THE TASK
Copy out the records below, swapping every "Practice" for "Exercise" and changing nothing else.

Object location annotation records
>> Begin
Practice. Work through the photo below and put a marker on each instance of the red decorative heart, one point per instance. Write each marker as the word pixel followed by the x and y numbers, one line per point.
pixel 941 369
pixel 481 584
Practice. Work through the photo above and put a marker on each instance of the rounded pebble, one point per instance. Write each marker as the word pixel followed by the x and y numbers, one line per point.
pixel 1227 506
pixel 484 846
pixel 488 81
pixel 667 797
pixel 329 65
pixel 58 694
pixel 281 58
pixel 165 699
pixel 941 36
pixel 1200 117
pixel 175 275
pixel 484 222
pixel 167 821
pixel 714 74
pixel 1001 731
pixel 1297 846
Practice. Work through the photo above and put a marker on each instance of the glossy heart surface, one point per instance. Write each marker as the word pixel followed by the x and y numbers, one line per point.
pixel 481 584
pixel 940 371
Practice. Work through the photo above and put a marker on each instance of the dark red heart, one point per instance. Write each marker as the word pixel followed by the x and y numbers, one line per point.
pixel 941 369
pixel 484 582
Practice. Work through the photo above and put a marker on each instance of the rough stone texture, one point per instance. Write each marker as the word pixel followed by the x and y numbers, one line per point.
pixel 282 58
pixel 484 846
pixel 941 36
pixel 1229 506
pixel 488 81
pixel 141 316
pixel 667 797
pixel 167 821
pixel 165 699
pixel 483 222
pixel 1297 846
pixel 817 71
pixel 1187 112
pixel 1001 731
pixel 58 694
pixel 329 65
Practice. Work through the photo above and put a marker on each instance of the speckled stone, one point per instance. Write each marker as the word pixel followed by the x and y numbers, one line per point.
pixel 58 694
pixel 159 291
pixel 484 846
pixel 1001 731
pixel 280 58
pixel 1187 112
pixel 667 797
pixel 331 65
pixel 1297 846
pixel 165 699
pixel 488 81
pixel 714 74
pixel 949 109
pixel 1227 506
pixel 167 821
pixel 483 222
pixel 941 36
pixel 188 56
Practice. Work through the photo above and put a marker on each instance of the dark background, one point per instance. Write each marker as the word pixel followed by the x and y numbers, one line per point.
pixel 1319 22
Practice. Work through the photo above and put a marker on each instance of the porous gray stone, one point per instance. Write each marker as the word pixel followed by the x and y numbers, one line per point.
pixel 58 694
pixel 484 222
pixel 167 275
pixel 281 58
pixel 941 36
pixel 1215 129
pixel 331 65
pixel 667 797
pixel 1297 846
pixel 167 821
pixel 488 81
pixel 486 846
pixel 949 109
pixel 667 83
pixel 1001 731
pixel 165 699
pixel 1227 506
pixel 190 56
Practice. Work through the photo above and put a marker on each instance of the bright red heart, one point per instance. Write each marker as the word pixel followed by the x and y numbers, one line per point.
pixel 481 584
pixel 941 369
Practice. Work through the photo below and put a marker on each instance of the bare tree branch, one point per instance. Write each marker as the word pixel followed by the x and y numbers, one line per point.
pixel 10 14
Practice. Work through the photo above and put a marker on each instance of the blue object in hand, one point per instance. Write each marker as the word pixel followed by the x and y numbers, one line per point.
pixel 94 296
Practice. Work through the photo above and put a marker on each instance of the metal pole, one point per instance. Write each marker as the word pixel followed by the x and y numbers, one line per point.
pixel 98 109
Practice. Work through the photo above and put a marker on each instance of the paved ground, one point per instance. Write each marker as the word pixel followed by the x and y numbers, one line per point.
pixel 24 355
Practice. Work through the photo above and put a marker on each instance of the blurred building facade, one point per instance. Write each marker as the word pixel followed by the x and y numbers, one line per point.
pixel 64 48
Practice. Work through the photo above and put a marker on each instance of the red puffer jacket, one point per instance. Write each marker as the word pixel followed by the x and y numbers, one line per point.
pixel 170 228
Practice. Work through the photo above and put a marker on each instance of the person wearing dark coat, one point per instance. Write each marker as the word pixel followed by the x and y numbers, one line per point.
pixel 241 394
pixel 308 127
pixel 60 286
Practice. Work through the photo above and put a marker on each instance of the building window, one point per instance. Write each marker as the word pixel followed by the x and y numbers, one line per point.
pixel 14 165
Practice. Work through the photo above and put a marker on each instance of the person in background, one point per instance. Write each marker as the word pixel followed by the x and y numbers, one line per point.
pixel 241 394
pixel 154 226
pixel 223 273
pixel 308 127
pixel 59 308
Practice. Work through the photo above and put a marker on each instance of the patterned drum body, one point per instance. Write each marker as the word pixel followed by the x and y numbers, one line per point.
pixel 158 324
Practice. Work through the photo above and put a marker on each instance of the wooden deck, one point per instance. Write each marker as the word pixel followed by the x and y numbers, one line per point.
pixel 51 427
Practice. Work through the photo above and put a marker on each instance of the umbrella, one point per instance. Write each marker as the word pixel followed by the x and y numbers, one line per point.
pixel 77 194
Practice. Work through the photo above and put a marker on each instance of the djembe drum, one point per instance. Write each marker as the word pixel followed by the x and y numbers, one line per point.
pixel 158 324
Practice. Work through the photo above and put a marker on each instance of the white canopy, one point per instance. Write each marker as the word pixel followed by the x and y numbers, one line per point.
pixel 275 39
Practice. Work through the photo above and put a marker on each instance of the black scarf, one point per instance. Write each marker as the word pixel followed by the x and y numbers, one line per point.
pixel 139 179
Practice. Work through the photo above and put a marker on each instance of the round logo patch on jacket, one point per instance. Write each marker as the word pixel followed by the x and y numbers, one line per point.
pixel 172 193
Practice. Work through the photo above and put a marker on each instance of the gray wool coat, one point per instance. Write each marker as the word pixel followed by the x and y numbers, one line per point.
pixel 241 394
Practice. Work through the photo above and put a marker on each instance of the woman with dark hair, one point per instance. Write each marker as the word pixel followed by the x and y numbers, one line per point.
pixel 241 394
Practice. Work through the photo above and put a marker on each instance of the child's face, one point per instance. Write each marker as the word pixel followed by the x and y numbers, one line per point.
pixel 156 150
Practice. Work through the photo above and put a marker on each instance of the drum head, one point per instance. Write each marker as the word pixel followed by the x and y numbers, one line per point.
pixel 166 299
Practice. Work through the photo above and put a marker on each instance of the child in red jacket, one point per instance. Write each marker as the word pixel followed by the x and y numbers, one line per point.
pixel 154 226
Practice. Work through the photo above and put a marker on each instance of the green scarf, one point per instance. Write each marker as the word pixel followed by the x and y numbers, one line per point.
>> End
RESPONSE FOR THIS EXERCISE
Exercise. Work through the photo below and put a marker on each instance of the red decorative heart, one point per instance. Write each marker as the word pixel followed by the x and y numbers, one line per point.
pixel 941 369
pixel 481 584
Exercise. Work through the photo above and put a marker on each instance of the rounded pebble, one point per instance. Write each marker as the word pixel followed by the x and y numbers, one line per point.
pixel 1227 506
pixel 484 846
pixel 488 81
pixel 667 797
pixel 329 65
pixel 58 694
pixel 281 58
pixel 165 699
pixel 941 36
pixel 1200 117
pixel 175 275
pixel 484 222
pixel 167 821
pixel 714 74
pixel 1001 731
pixel 1297 846
Exercise. Work through the photo above and put a marker on each instance of the glossy heart surface, one point per instance. Write each marker as the word pixel followed by the x and y numbers, one line per point.
pixel 481 584
pixel 940 371
Exercise. Work through the photo above and put a marker on each instance of the dark red heart, one point per instance. Write each marker as the word pixel followed by the x and y numbers, one line per point.
pixel 941 369
pixel 484 582
Exercise. Work through the photo above and put a marker on each instance of the rough stone texture, one point per instance. Write each marker as the word pixel followed by the x and y numbers, one line per point.
pixel 282 58
pixel 484 846
pixel 941 36
pixel 1229 506
pixel 488 81
pixel 141 316
pixel 667 797
pixel 167 821
pixel 165 699
pixel 483 222
pixel 1297 846
pixel 817 71
pixel 1187 112
pixel 1001 731
pixel 58 694
pixel 329 65
Exercise. Work through the photo above and put a marker on each instance of the speckled stone, one point per instance. Write each marker as the word pixel followed by the x and y numbers, one line per point.
pixel 58 694
pixel 159 291
pixel 484 846
pixel 1001 731
pixel 280 58
pixel 1187 112
pixel 667 797
pixel 331 65
pixel 1297 846
pixel 165 699
pixel 488 81
pixel 714 74
pixel 949 109
pixel 1227 506
pixel 167 821
pixel 483 222
pixel 941 36
pixel 188 56
Exercise. Work through the photo above and put a marker on each instance of the dark background, one point per instance. Write each marker as the word pixel followed by the x and y numbers, one line per point.
pixel 1319 22
Exercise. Work through the photo above and put a marker on each instance of the porous gray stone, one point per instance. Write each marker as the word pixel followed by the x and y numbers, one line per point.
pixel 58 694
pixel 484 222
pixel 167 275
pixel 281 58
pixel 941 36
pixel 1215 129
pixel 331 65
pixel 667 797
pixel 1297 846
pixel 167 821
pixel 488 81
pixel 486 846
pixel 949 109
pixel 667 83
pixel 1001 731
pixel 165 699
pixel 1227 506
pixel 190 56
Exercise. Work through the photo above and put a marker on each instance of the bright red heart, one point per instance. Write each marker as the word pixel followed by the x and y numbers, one line per point.
pixel 481 584
pixel 941 369
Exercise. Work through the photo below and put a marker on each instance of the bare tree branch, one point per instance. Write each marker as the word pixel followed by the x and y numbers, one line per point.
pixel 10 14
Exercise. Work through the photo above and put a marker on each instance of the blue object in hand, one point per instance. Write each marker as the word pixel followed by the x and y numbers, one line per point.
pixel 94 296
Exercise. Work through the photo above and put a marker on each instance of the metal pole, one point per instance. Write each marker as the word pixel followed by the x and y numbers, one line per point.
pixel 98 109
Exercise. Work through the photo above and put a marker on each instance of the paved ground, one point per instance. Write each marker as the word pixel followed by the x and y numbers, one line per point.
pixel 24 355
Exercise. Work through the photo above and put a marker on each instance of the blurred building facade, one point per instance. Write each marker as the word pixel followed by the x and y numbers, one line per point.
pixel 64 48
Exercise. Work through the photo above and put a marker on each instance of the red puffer jacket, one point per instance. Write each marker as the word pixel followed by the x and y numbers, one line per point.
pixel 170 228
Exercise. Work through the photo above and put a marker on each instance of the person wearing dark coat, one point per instance. Write each marker as the word pixel followed by the x and y numbers, one line per point.
pixel 241 394
pixel 308 127
pixel 60 286
Exercise. Work through the photo above and put a marker on each instance of the building window, one point per instance. Write each marker as the word pixel followed by the x and y numbers, one line per point.
pixel 14 165
Exercise. Work through the photo above and put a marker on each instance of the person in background, one point per instance. Write each marker as the word pixel followed by the x and y numbers, one line per point.
pixel 241 394
pixel 154 226
pixel 223 273
pixel 308 127
pixel 59 308
Exercise. Work through the photo above and put a marker on each instance of the patterned drum body, one point per instance. Write each marker as the word pixel followed by the x and y numbers, one line per point.
pixel 158 324
Exercise. Work through the photo above and put a marker on each instance of the wooden deck, one point per instance. Write each marker as the word pixel followed by the x and y numbers, one line per point.
pixel 51 427
Exercise. Work through the photo above and put a marker on each instance of the umbrella, one point per instance. Write each marker as the word pixel followed by the x and y numbers, one line per point.
pixel 77 194
Exercise. Work through the photo above and put a marker on each instance of the djembe drum, one point per instance. Write each marker as the word pixel followed by the x and y numbers, one line per point.
pixel 158 324
Exercise. Work through the photo above and put a marker on each instance of the white canopy, one point per instance. Write each marker as the word pixel followed by the x and y numbers, one line per point.
pixel 275 39
Exercise. Work through the photo above and put a marker on each instance of the black scarf, one point per instance. Write each marker as the word pixel followed by the x and y numbers, one line per point.
pixel 139 179
Exercise. Work through the photo above and put a marker on each instance of the round logo patch on jacket, one point per instance. Write each marker as the word pixel followed by the x and y numbers, one line per point.
pixel 172 193
Exercise. Work through the photo above and put a marker on each instance of the gray wool coat, one point per instance. Write each marker as the word pixel followed by the x and y numbers, one line per point.
pixel 241 394
Exercise. Work through the photo above and put a marker on each instance of the woman with dark hair, one point per instance. Write each marker as the word pixel followed by the x and y numbers, one line per point.
pixel 241 394
Exercise. Work through the photo above and put a marker on each instance of the child's face, one point per instance. Write each marker as the word pixel followed by the x and y numbers, one line per point.
pixel 156 150
Exercise. Work through the photo above and put a marker on each instance of the drum head, one point per instance. Write each marker as the word pixel followed by the x and y numbers, one line per point.
pixel 166 299
Exercise. Work through the photo above and put a marker on each instance of the child in red jacket, one point per instance. Write each marker as the word pixel followed by the x and y numbers, one line per point.
pixel 154 226
Exercise. Work through the photo above and put a marker on each instance of the green scarf, one point per instance. Write each marker as the word pixel followed by the x and y numbers, one line per point.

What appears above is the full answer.